• [READING TEXT]:
****************************************

Thinking Out Loud: Not according to plan
Filed in Thinking Out LoudNothing about this post is according to plan. It’s late, for a start. And I had planned to write about my writing history. Something different cropped up, and here I am. There’s a lesson in there somewhere, I guess. Maybe.
This afternoon we were about to make our usual pilgrimage to the storage shed. Due to a bout of insomnia that had me awake until three and then cat insanity that woke me up just as I finally started to nod off, I wasn’t very refreshed when the phone woke me up about four hours later. I couldn’t even wake Don up, but he sprange out of bed around one or so and proclaimed himself willing to travel. We started to pull out of the gate around two-thirty.
There was a short delay. There, clogging the street, was yet another spurious mobile home that had just been pulled out of the park. This time it was half a double-wide.
Don turned to me and said, “Let’s follow it!” And that is exactly what we did.

****************************************

• [DATASET]:
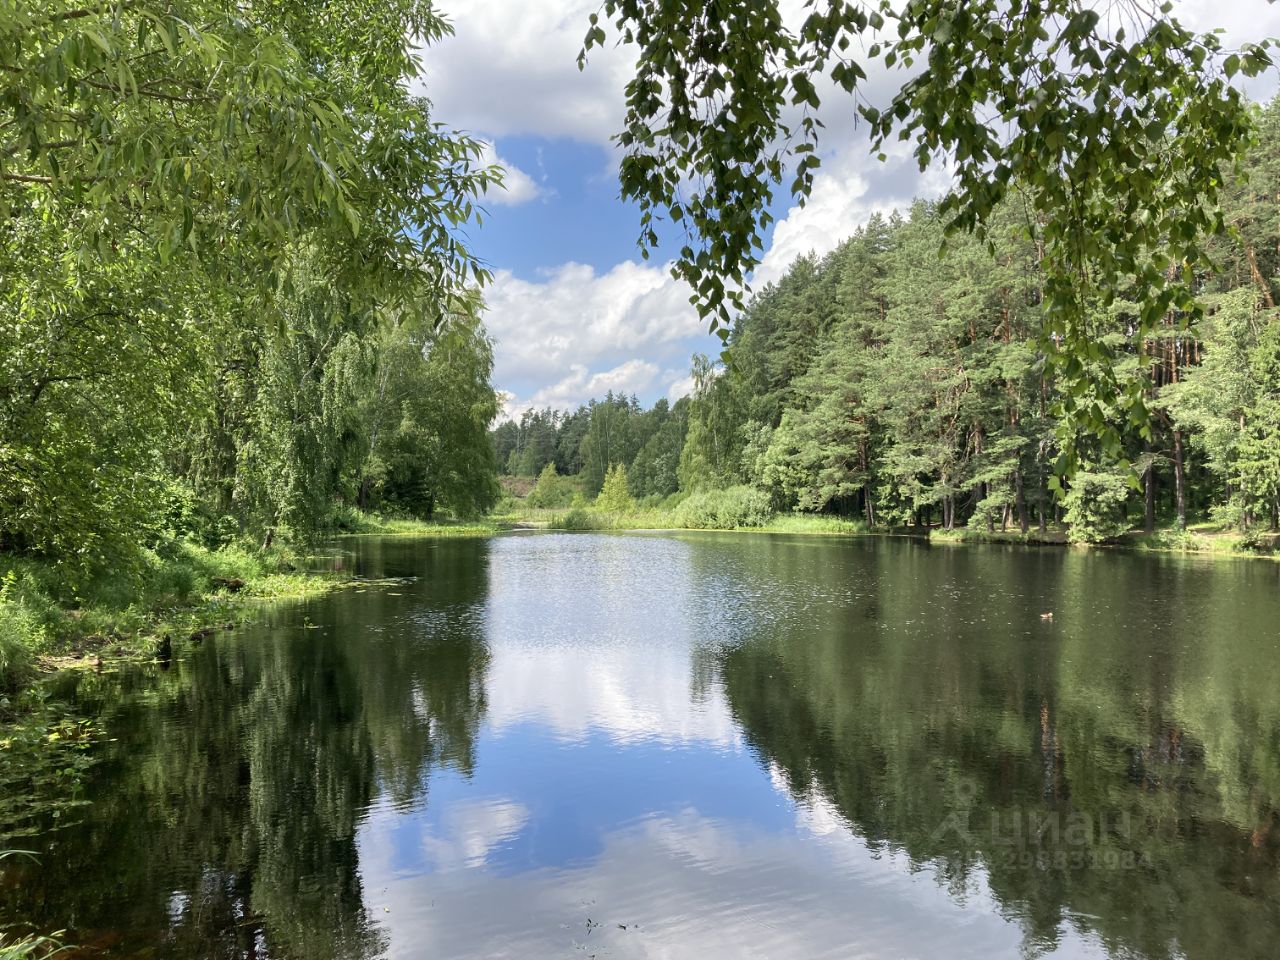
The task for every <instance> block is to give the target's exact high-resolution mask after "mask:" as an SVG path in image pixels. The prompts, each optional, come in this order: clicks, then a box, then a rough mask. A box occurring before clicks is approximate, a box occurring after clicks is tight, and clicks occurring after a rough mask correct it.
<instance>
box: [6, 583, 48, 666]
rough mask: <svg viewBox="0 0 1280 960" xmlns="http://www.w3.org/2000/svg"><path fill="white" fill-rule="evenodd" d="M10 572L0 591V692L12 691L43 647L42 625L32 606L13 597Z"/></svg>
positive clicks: (14, 588)
mask: <svg viewBox="0 0 1280 960" xmlns="http://www.w3.org/2000/svg"><path fill="white" fill-rule="evenodd" d="M15 586H17V580H15V577H14V576H13V573H12V572H10V573H9V575H6V576H5V580H4V586H3V588H0V690H13V689H15V687H17V686H18V685H19V684H20V682H22V681H23V680H24V678H26V676H27V673H28V671H29V669H31V660H32V657H33V655H35V654H36V652H37V650H38V649H40V648H41V646H44V645H45V625H44V623H42V622H41V617H40V616H38V614H37V612H36V611H35V609H33V608H32V605H31V604H29V603H28V602H27V600H26V599H24V598H22V596H20V595H15V594H17V590H15Z"/></svg>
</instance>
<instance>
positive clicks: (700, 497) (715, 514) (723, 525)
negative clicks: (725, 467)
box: [676, 486, 773, 530]
mask: <svg viewBox="0 0 1280 960" xmlns="http://www.w3.org/2000/svg"><path fill="white" fill-rule="evenodd" d="M772 517H773V504H772V503H771V500H769V495H768V494H767V493H765V492H764V490H759V489H756V488H754V486H731V488H728V489H727V490H704V492H701V493H695V494H692V495H691V497H689V498H687V499H685V500H684V502H682V503H681V504H680V506H678V507H677V508H676V521H677V522H678V524H680V525H681V526H685V527H690V529H692V530H707V529H719V530H733V529H737V527H750V526H764V525H765V524H768V522H769V520H771V518H772Z"/></svg>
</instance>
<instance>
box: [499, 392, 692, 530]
mask: <svg viewBox="0 0 1280 960" xmlns="http://www.w3.org/2000/svg"><path fill="white" fill-rule="evenodd" d="M687 426H689V398H685V397H682V398H681V399H678V401H676V402H675V403H668V402H667V401H666V399H659V401H658V402H657V403H654V404H653V407H652V408H650V410H643V408H641V407H640V403H639V401H637V399H636V398H635V397H626V396H623V394H614V393H612V392H609V393H608V394H607V396H605V397H604V399H602V401H591V402H590V403H585V404H582V406H580V407H579V408H577V410H575V411H572V412H568V411H564V412H562V411H557V410H550V408H545V410H526V411H525V412H524V413H522V415H521V417H520V420H518V421H516V420H508V421H506V422H503V424H502V425H500V426H498V429H497V430H494V431H493V448H494V456H495V458H497V461H498V465H499V466H502V467H504V468H506V471H507V472H508V474H511V475H512V476H541V475H543V474H544V472H547V471H548V468H550V472H548V474H547V475H548V480H549V479H550V477H552V476H579V477H580V479H581V486H582V493H585V494H589V495H593V497H594V495H598V494H599V493H600V490H602V489H603V488H604V483H605V480H607V477H608V474H609V470H611V467H617V466H622V467H625V470H626V479H627V488H628V490H630V493H631V495H632V497H637V498H662V497H669V495H671V494H675V493H676V492H677V490H680V488H681V484H680V457H681V452H682V451H684V448H685V431H686V430H687ZM545 489H547V485H544V488H543V490H544V493H545ZM547 506H557V504H547Z"/></svg>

****************************************

• [WHAT TO PRODUCE]: Quote the entire blog post about not going according to plan, word for word. The records come from a different source than the text.

• [OUTPUT OF THE TASK]:
Thinking Out Loud: Not according to plan
Filed in Thinking Out LoudNothing about this post is according to plan. It’s late, for a start. And I had planned to write about my writing history. Something different cropped up, and here I am. There’s a lesson in there somewhere, I guess. Maybe.
This afternoon we were about to make our usual pilgrimage to the storage shed. Due to a bout of insomnia that had me awake until three and then cat insanity that woke me up just as I finally started to nod off, I wasn’t very refreshed when the phone woke me up about four hours later. I couldn’t even wake Don up, but he sprange out of bed around one or so and proclaimed himself willing to travel. We started to pull out of the gate around two-thirty.
There was a short delay. There, clogging the street, was yet another spurious mobile home that had just been pulled out of the park. This time it was half a double-wide.
Don turned to me and said, “Let’s follow it!” And that is exactly what we did.